Work to complete =
[a] Do these statements agree with the article on the age of the universe below? For each, answer yes or no and quote the words of the article that decide it.
(i) The researchers had only two gravitational lenses to work with.
(ii) The new estimate puts the universe at under 12 billion years old.
(iii) The Hubble constant was first laid out by John Huchra.
[b] How would the article on the age of the universe below go on? Write its next part, starting after its final sentence.

[BEGIN Extracted text]

The Universe Might Be 2 Billion Years Younger Than We Thought
The exact age of the universe has long been up for debate. A new entrant into that debate claims the universe is significantly younger than previous estimates.
Scientists used what's known as "gravitational lensing" to track the movement of stars through their gravitational field's distortion, causing them to bend light.
The scientists caution that they only had access to two gravitational lenses. There's a large margin for error here.
Researchers at the Max Planck Institute in Germany now believe that the universe is actually 2 billion years younger than we previously thought. Based on observations noting the universe's recent rapid expansion, the scientists think the universe is under 12 billion years old, not 13.8 billion.
While the one star in view of Earth, the sun, appears to be stationary, stars actually slowly move just like almost any other astronomical entity. Astrophysicists are able to roughly date the universe by keeping a close record of the movement of stars, which they put into a number known as the Hubble constant (Ho), initially laid out by Edwin Hubble. It's seen as one of the most fundamental numbers in the study of astronomy; Harvard professor John Huchra once called it "arguably the most important cosmological discovery ever made."

[END Extracted text]
[BEGIN Dataset records]

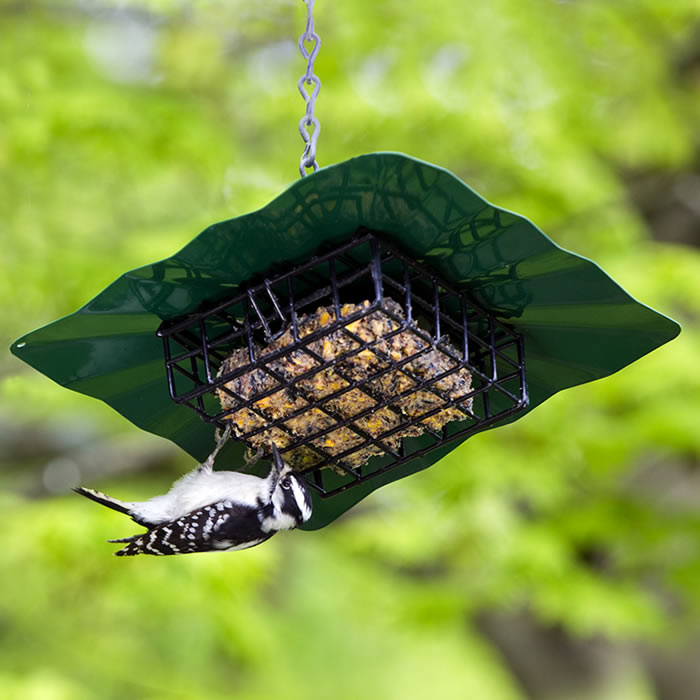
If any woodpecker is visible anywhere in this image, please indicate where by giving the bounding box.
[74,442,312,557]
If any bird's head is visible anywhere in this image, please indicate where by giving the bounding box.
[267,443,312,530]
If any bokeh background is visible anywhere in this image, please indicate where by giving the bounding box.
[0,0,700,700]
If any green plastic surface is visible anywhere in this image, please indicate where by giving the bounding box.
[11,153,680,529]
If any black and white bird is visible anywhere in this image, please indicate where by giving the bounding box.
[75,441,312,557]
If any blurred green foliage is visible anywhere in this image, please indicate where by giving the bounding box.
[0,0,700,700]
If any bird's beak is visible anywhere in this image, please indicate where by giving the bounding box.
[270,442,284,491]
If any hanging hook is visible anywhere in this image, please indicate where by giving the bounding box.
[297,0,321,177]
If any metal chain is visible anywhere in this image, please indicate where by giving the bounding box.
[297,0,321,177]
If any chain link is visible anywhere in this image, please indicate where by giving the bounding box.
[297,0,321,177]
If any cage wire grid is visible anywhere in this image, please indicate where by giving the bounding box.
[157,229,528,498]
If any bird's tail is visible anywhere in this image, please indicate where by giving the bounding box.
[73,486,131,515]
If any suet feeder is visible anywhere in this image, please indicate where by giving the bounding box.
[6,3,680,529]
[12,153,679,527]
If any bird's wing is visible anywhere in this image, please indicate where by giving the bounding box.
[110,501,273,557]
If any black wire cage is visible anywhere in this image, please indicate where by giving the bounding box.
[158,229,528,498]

[END Dataset records]
[BEGIN Dataset records]

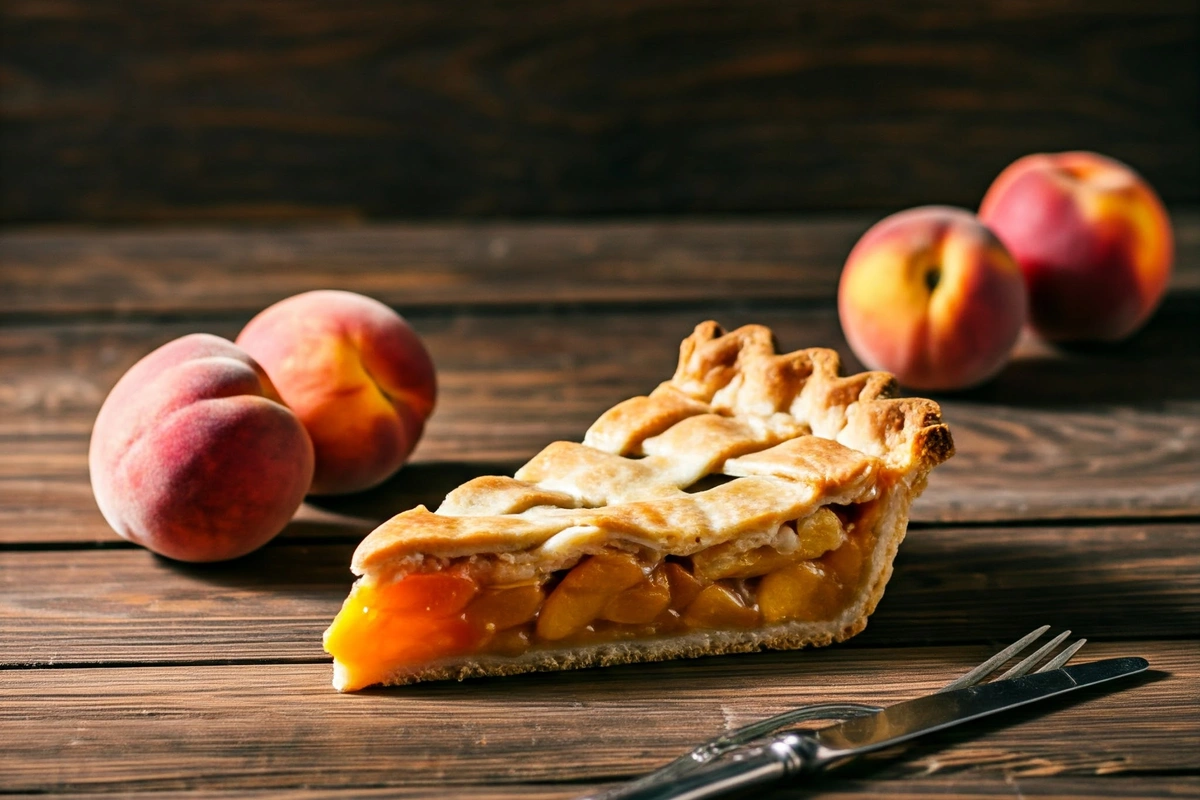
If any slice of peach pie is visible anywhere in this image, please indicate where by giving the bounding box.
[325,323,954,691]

[END Dataset records]

Answers for the exercise =
[a]
(i) Yes: "they only had access to two gravitational lenses"
(ii) Yes: "the scientists think the universe is under 12 billion years old, not 13.8 billion"
(iii) No: "initially laid out by Edwin Hubble"

[b]
The team at Max Planck found that the constant is rising. The earlier estimate correlating to 13.8 billion years had a Hubble constant of 70. The new number, associated with the universe being under 12 billion years old, is 82.4. But there are still a lot scientists are trying to determine. The scientists caution that even this new number could be off by billions of years.
"We have large uncertainty for how the stars are moving in the galaxy," says lead study author Inh Jee, of the Max Plank Institute in Germany, in a press statement.
Jee's team used what's known as gravitational lensing, which shows that mass bends light, as first predicted with Einstein's theory of relativity. The gravitational field of a large object in space, like a star or a planet, will bend incoming light. Because these large bodies have gravitational fields that extend into space (like how Earth can also control the moon), incoming light can get refracted at a large distance. That can distort large regions of space. The bigger the object, the more dramatic the bending.
The team used a specific variety of gravitational lensing, known as time delay lensing. According to the Max Planck team, time delay lensing uses the "changing brightness of distant objects to gather information for their calculations."
Jee and her team have entered a debate about the universe's age that has been going on for years. A European team came up with a Hubble constant number of 67 in 2013, while earlier this year, NASA scientists came up with a constant of 74. The newest calculation is noticeably larger than any other estimate.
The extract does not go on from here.